* _AIM OF THE EXERCISE_:
Count the lines of the listing below that contain the string "reflection", treating uppercase and lowercase as different, and reply with only that number.
---
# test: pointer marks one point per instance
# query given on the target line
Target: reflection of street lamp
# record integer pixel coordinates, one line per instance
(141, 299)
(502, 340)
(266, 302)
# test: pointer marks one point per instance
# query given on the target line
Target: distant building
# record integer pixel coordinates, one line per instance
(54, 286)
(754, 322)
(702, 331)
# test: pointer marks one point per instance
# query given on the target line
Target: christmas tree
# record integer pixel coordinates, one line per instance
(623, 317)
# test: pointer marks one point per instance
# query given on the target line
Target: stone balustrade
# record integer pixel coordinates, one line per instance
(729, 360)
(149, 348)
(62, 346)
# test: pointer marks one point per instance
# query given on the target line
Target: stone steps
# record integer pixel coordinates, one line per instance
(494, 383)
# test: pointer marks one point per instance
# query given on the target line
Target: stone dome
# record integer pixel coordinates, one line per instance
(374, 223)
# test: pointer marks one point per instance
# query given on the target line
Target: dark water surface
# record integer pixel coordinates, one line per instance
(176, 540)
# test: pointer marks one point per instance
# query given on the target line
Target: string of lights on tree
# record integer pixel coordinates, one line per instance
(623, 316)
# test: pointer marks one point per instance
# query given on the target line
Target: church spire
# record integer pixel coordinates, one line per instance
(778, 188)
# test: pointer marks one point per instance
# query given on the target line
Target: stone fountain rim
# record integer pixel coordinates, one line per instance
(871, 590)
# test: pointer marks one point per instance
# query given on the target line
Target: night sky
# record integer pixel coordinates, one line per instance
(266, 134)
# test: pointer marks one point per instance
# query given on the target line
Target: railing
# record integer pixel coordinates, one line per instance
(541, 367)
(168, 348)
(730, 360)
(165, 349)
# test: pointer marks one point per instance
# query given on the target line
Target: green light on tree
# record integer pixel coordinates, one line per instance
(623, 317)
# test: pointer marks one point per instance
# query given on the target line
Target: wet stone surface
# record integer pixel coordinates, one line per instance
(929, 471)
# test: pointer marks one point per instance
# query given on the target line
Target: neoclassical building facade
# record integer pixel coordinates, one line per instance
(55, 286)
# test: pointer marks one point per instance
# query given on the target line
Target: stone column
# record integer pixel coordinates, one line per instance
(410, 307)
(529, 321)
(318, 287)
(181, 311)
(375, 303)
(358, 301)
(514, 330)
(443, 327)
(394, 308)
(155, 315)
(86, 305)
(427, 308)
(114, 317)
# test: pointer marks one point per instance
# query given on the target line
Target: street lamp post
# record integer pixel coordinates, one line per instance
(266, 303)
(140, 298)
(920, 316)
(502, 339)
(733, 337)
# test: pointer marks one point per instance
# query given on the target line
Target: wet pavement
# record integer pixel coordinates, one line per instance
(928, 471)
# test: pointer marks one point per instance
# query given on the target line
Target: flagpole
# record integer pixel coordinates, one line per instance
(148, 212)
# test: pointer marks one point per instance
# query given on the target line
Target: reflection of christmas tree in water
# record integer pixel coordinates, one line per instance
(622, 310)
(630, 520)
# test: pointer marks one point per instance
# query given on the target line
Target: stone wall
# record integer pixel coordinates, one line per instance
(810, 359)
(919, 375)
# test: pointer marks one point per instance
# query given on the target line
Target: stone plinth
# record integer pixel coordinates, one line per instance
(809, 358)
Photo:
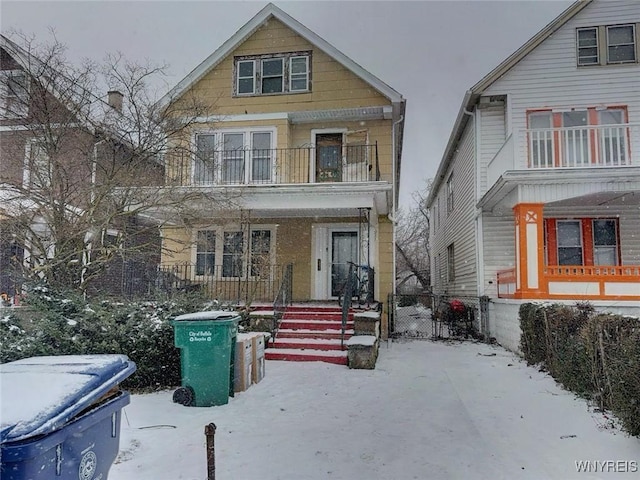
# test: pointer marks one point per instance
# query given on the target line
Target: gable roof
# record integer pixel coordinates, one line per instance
(92, 109)
(472, 95)
(271, 11)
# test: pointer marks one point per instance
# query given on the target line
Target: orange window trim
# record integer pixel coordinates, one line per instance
(588, 242)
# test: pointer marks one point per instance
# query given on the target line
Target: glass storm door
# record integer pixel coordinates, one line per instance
(329, 157)
(344, 249)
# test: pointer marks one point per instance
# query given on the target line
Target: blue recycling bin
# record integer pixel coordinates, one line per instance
(60, 416)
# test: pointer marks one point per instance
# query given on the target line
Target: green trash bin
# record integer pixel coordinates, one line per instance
(206, 341)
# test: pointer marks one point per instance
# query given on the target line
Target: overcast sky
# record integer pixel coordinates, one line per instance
(429, 51)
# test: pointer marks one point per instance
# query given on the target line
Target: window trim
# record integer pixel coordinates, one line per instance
(258, 60)
(635, 44)
(246, 254)
(6, 112)
(578, 47)
(450, 194)
(586, 237)
(247, 133)
(603, 45)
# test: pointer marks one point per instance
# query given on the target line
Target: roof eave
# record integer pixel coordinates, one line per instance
(248, 29)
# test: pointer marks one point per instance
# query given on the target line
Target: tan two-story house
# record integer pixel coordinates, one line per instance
(306, 145)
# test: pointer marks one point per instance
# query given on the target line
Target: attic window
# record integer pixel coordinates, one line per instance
(272, 74)
(14, 94)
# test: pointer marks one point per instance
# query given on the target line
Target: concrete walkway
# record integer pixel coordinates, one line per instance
(428, 411)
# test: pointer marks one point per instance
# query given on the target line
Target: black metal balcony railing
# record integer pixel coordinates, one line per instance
(227, 283)
(346, 163)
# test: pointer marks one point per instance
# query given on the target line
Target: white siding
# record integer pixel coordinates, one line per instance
(628, 221)
(549, 77)
(458, 226)
(499, 249)
(492, 125)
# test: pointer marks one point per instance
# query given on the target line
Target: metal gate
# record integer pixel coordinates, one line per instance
(410, 316)
(432, 316)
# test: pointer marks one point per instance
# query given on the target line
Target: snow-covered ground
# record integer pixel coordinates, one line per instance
(428, 411)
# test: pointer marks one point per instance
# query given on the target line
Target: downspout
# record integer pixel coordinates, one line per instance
(392, 216)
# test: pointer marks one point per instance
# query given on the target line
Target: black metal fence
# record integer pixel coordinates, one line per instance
(429, 316)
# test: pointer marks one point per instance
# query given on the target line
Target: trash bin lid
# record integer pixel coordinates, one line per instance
(41, 394)
(209, 315)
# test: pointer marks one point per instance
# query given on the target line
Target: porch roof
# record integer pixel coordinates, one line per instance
(614, 186)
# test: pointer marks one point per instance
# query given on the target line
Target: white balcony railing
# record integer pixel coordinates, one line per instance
(567, 147)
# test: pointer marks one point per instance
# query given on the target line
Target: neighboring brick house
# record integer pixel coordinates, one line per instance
(52, 156)
(310, 142)
(537, 195)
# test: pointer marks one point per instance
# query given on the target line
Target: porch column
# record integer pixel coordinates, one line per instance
(529, 249)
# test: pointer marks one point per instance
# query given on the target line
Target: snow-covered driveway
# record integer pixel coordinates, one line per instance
(428, 411)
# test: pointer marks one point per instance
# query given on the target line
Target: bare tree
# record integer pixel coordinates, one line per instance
(412, 242)
(83, 177)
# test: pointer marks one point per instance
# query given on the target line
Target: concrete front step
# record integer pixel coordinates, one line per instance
(332, 316)
(309, 344)
(338, 357)
(319, 334)
(314, 324)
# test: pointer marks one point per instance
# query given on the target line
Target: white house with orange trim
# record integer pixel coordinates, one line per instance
(307, 144)
(537, 196)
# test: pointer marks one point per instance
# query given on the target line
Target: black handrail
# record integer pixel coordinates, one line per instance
(347, 299)
(283, 298)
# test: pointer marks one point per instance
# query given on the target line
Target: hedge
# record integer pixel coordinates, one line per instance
(593, 354)
(63, 324)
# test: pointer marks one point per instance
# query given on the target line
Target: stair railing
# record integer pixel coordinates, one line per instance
(283, 298)
(347, 299)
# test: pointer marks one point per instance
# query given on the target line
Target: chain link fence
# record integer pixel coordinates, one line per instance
(429, 316)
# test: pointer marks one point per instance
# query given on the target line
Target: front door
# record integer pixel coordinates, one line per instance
(344, 249)
(329, 157)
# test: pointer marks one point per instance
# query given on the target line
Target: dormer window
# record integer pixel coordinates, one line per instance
(272, 74)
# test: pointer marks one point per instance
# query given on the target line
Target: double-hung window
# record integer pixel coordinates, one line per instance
(14, 94)
(272, 74)
(583, 241)
(621, 44)
(450, 197)
(607, 45)
(205, 252)
(588, 53)
(232, 265)
(233, 157)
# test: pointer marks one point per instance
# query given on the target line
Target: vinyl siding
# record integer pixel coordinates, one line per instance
(458, 226)
(499, 249)
(493, 128)
(549, 77)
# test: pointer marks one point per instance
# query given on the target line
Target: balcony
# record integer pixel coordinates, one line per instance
(346, 163)
(594, 146)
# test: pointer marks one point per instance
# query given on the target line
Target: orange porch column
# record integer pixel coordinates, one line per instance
(529, 249)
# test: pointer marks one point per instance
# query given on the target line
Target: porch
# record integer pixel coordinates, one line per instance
(576, 282)
(567, 252)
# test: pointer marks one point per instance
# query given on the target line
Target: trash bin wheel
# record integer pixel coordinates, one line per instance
(184, 396)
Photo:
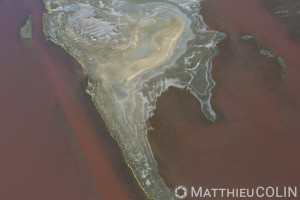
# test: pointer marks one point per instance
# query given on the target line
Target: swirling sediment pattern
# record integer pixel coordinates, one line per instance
(132, 51)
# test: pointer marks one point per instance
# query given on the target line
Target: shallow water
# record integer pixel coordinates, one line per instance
(52, 144)
(132, 52)
(255, 139)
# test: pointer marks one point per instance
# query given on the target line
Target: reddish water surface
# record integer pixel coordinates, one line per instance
(49, 141)
(256, 138)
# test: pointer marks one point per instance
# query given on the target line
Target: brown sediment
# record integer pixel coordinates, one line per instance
(255, 140)
(52, 145)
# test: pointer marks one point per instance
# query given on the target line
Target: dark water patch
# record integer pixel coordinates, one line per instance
(257, 142)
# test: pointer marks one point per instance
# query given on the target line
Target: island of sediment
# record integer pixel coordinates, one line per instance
(132, 51)
(26, 30)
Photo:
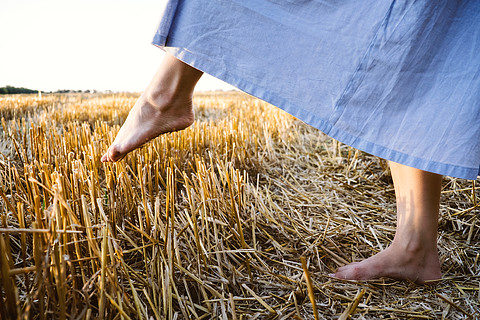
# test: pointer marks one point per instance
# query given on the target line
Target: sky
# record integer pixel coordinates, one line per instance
(82, 45)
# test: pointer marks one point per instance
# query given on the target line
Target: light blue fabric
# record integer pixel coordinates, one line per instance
(397, 79)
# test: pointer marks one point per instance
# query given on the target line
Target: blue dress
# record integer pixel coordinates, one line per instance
(397, 79)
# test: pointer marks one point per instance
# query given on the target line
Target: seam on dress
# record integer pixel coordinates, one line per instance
(353, 83)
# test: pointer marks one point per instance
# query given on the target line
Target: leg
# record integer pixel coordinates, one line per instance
(413, 253)
(165, 106)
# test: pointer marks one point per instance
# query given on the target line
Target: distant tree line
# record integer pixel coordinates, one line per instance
(14, 90)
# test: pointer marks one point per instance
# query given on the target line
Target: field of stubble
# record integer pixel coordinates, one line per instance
(212, 222)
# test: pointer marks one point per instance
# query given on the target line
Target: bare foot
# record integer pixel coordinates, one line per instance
(165, 106)
(396, 263)
(147, 120)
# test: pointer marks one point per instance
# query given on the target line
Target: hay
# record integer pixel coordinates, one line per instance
(210, 222)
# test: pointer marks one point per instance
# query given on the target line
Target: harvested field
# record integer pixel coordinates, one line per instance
(241, 216)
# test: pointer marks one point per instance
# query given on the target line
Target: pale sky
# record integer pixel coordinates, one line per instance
(72, 44)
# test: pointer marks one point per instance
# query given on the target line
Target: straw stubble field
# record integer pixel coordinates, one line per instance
(241, 216)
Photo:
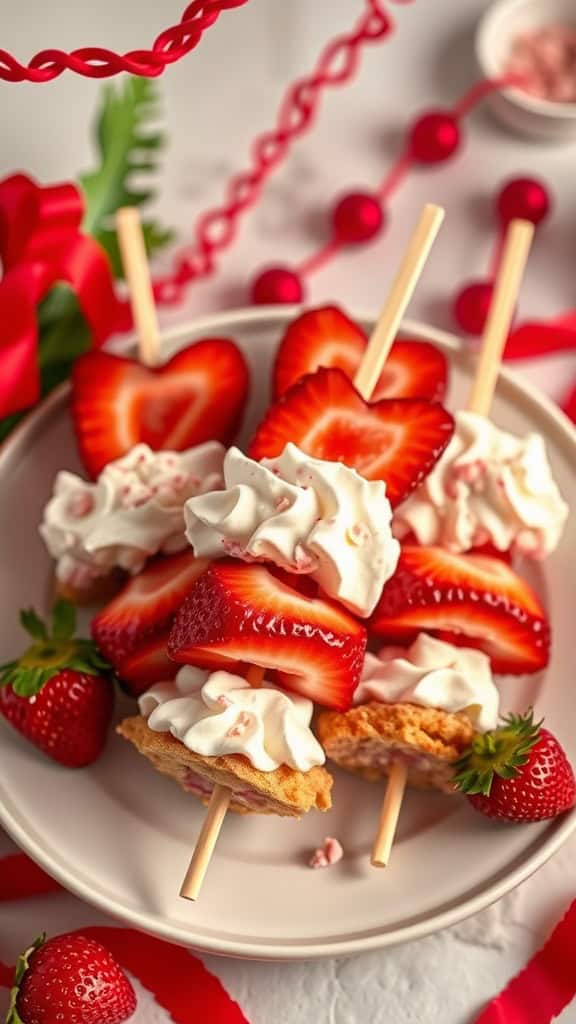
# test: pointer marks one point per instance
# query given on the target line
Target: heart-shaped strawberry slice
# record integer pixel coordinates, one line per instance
(397, 439)
(198, 395)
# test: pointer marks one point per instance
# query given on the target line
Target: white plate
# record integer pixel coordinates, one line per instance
(119, 835)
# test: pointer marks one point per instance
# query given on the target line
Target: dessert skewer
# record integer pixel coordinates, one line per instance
(366, 379)
(515, 255)
(136, 272)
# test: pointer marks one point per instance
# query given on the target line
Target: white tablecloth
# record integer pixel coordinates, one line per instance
(215, 100)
---
* _RESULT_:
2